Excerpted records
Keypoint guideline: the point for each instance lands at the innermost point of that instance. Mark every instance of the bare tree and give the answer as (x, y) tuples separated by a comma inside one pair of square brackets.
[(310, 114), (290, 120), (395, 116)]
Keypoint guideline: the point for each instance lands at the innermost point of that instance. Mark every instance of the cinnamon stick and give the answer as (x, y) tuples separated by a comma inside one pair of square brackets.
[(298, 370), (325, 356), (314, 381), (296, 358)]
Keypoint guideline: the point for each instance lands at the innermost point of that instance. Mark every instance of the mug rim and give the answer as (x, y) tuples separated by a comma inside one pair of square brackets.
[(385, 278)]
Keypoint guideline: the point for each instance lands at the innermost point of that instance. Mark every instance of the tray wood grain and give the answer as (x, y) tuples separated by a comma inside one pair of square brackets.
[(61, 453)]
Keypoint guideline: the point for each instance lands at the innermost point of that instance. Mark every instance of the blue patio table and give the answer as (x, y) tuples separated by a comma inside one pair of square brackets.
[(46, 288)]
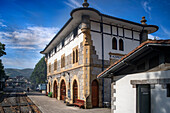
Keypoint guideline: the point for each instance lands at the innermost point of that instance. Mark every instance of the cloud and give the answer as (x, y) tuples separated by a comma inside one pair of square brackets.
[(29, 38), (153, 37), (21, 47), (73, 3), (147, 7), (19, 63), (167, 32), (2, 24)]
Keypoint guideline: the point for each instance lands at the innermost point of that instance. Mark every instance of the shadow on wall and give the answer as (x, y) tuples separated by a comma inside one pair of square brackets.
[(160, 103)]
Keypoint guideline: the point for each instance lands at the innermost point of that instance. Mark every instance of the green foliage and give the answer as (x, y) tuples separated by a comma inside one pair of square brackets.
[(39, 75), (18, 72), (2, 49), (2, 72), (2, 52)]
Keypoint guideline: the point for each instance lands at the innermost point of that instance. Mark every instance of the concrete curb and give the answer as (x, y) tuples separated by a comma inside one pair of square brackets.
[(39, 107)]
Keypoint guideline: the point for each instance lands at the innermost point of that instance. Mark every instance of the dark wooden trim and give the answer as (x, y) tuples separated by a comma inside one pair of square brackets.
[(115, 35), (132, 35), (123, 32), (114, 25), (151, 81)]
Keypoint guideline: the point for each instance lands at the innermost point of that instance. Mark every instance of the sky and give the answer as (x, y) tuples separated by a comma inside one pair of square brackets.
[(27, 26)]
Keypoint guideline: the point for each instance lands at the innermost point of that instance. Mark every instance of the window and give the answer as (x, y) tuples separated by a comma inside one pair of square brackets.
[(49, 68), (121, 45), (55, 65), (167, 58), (75, 32), (168, 90), (62, 61), (141, 66), (63, 42), (154, 61), (114, 43), (75, 55), (55, 49)]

Problem requirements
Can you give back the lines from the one containing "of the window" through the end of the material, inclusive, with "window" swapped for "windowpane" and everything else left as it is?

Correct response
Keypoint guideline: the point for each instance lands at the innermost point of that instance. Mark every instance of the windowpane and give the answer as (x, y) tuples separated by a comma inside one pair of square brackets.
[(49, 68), (121, 45), (55, 65), (167, 58), (75, 32), (168, 90), (62, 61), (141, 66), (63, 42), (154, 61), (114, 43), (75, 55), (55, 49)]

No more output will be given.